(Point-per-instance localization data)
┄┄┄┄┄┄┄┄┄┄

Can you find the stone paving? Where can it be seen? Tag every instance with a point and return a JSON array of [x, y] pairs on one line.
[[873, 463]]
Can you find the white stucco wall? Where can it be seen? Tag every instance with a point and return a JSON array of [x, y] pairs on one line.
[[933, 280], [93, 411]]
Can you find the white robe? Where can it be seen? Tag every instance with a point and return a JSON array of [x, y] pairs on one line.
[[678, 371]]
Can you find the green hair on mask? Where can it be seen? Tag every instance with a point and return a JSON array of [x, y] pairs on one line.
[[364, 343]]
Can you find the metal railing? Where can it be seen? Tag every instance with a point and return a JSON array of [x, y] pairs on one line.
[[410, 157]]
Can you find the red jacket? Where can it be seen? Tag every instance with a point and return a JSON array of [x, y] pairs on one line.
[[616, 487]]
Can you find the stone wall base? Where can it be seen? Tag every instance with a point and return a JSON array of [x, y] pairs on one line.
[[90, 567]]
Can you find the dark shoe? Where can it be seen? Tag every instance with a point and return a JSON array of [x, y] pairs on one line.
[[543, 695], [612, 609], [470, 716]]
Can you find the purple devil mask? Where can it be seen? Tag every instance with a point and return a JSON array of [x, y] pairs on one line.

┄┄┄┄┄┄┄┄┄┄

Please write out, exactly as they appear, only the lines from the one holding "Can you find the white stucco" through the end of the data.

Can you find the white stucco wall? Where can it be seen? Tag every instance with a point and return a JSON array of [x, y] pairs on one line.
[[933, 280], [93, 411]]
Can you find the white robe? Where can it be seen? Tag every instance with a point and return a JSON array of [x, y] pairs on one line.
[[678, 371]]
Can you find the green hair on mask? Where can it be seen? Tag every instance with a point and return a JSON array of [x, y] pairs on one line.
[[364, 343]]
Can you find the metal railing? Where can it be seen? Tag every instance with a point and return a JSON array of [x, y] pairs on one line.
[[410, 157]]
Can you find the red jacket? Where can it be seen? Tag every instance with a point and return a JSON array of [x, y] pairs on one line.
[[616, 487]]
Can you find the stone wall base? Where can it be seen? Tag every instance with a point and return a JSON array of [x, y] pairs on one line.
[[90, 567]]
Can you find the dark shoe? Where can it be seen? Tag every instance with a point and return a JSON array of [x, y] pairs on one line.
[[543, 695], [612, 609], [470, 716]]
Can you find the purple devil mask? Where can it be seen? Tag every instance with a point and return a JSON array of [x, y] pairs on one line.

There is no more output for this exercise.